"""
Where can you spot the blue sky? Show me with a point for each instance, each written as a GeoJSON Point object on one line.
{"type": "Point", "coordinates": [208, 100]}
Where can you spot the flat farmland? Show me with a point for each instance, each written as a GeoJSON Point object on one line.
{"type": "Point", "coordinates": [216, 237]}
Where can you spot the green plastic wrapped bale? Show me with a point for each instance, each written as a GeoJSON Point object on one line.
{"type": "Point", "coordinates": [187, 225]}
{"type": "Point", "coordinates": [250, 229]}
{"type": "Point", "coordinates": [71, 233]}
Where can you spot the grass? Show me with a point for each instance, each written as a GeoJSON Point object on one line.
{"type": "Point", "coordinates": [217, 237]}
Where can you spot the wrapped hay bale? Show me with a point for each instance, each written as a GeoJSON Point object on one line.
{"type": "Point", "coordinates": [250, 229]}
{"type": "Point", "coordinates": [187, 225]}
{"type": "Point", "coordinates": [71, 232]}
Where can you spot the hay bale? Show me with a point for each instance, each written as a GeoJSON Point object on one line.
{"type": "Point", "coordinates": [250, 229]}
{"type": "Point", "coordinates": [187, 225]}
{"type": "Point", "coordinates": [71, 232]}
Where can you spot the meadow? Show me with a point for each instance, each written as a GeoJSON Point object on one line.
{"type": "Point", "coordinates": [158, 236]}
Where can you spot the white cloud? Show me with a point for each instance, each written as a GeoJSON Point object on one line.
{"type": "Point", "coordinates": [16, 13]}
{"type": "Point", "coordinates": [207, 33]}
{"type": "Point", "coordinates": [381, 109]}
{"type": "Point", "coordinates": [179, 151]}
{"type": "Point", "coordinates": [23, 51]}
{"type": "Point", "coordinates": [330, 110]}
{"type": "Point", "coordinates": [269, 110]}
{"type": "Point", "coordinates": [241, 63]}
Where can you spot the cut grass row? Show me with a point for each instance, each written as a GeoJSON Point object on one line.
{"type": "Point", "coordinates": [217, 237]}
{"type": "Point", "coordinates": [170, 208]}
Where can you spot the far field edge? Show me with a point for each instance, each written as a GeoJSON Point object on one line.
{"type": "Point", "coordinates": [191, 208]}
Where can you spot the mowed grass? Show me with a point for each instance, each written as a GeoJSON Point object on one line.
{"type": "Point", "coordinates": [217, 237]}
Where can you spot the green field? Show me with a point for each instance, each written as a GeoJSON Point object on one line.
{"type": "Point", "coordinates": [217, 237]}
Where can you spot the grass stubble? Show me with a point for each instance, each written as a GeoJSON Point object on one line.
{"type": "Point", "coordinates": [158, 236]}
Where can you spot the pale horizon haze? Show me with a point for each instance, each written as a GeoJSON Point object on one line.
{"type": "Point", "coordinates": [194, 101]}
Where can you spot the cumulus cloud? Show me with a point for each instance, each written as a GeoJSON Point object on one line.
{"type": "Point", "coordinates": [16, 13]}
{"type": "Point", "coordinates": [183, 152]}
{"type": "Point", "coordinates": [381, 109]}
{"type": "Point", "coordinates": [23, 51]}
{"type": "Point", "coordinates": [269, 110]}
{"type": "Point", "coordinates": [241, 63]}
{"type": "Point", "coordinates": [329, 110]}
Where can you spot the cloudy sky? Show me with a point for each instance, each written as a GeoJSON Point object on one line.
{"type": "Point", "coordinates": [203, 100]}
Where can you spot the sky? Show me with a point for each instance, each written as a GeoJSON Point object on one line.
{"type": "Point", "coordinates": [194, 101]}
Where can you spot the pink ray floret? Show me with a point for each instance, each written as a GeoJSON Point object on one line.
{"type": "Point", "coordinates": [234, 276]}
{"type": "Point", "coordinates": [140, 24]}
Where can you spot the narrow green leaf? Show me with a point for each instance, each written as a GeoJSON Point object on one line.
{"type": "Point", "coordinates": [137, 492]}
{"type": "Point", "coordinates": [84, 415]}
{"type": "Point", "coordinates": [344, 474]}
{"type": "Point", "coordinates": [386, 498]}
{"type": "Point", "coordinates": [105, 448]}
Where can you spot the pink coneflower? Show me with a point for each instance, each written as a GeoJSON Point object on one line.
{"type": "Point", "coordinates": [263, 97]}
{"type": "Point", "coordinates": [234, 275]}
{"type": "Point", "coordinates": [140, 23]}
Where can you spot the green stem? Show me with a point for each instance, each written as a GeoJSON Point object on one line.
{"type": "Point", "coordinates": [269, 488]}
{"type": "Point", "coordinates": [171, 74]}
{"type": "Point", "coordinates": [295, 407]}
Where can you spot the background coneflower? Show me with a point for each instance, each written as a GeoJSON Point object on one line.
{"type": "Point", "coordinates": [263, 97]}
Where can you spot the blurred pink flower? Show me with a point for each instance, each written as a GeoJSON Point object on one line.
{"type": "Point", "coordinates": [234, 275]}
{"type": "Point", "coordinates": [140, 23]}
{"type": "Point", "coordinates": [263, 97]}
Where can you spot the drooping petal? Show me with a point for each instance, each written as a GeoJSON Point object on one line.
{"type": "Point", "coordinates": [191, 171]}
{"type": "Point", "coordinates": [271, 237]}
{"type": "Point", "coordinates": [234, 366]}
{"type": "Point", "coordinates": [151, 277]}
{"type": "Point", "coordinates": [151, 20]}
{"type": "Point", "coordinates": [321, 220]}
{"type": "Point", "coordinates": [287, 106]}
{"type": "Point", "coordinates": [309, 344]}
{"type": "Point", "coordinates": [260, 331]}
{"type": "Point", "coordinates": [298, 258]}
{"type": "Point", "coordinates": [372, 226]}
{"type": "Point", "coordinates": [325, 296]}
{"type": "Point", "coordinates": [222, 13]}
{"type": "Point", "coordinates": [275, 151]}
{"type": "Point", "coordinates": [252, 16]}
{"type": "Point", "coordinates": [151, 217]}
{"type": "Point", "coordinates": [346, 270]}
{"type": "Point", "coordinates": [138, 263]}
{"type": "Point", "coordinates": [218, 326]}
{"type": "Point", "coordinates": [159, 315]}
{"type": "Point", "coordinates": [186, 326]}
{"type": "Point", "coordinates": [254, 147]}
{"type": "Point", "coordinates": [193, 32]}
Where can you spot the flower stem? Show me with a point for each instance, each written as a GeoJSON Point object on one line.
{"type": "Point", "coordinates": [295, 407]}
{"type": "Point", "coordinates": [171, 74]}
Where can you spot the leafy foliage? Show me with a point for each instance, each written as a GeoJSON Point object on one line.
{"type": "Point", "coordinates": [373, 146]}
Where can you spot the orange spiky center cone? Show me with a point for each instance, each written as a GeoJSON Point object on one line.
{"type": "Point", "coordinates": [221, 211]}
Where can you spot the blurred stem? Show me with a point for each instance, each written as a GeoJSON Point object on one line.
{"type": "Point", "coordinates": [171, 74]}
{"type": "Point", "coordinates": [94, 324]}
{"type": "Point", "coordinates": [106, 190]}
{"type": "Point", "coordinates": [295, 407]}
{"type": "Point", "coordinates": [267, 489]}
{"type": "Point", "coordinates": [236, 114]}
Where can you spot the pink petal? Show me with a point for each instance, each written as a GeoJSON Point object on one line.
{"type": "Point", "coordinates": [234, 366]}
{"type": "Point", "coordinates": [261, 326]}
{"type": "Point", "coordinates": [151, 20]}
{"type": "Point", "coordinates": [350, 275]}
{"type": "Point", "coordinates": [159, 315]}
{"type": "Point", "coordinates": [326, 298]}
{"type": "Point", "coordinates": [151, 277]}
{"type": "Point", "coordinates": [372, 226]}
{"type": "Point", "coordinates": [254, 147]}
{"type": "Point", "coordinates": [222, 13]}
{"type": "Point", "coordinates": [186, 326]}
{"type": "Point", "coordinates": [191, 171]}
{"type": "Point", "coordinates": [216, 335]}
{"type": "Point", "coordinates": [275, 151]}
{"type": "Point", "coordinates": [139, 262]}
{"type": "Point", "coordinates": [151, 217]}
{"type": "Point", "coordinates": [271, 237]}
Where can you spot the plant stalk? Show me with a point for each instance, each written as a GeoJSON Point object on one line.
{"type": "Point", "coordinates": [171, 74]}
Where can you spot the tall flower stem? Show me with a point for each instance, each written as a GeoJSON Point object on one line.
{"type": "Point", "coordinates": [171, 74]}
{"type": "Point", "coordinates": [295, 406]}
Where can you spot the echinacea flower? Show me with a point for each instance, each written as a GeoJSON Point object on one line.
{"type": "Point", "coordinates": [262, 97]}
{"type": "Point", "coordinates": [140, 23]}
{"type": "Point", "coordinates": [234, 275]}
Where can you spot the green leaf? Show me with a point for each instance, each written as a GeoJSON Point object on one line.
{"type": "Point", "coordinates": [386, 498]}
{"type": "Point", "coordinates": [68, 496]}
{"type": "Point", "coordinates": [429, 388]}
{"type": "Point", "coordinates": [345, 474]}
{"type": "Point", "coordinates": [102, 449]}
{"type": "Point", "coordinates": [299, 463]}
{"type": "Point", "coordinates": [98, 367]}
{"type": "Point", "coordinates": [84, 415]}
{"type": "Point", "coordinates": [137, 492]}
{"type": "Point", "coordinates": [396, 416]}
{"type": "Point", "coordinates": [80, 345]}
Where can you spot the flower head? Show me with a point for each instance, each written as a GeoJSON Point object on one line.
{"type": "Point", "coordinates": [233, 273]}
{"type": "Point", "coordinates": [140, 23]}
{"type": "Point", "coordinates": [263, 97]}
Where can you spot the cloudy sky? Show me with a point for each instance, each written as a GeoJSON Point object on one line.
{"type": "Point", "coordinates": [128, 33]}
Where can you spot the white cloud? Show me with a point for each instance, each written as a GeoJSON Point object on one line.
"""
**What is required:** Repeat exactly, and only, the lines from the one containing "Where can you spot the flower head?" through the end of the material.

**Response below:**
Where can you spot the flower head? Show me with a point for each instance, each written as a GeoJSON Point object on one line.
{"type": "Point", "coordinates": [233, 273]}
{"type": "Point", "coordinates": [140, 23]}
{"type": "Point", "coordinates": [263, 97]}
Where can you spot the cloudy sky? Show me with a point for each instance, each written as a GeoJSON Point object on one line.
{"type": "Point", "coordinates": [128, 33]}
Where can you spot the white cloud? Show me with a point for each instance, each written as a GeoJSON Point object on one line.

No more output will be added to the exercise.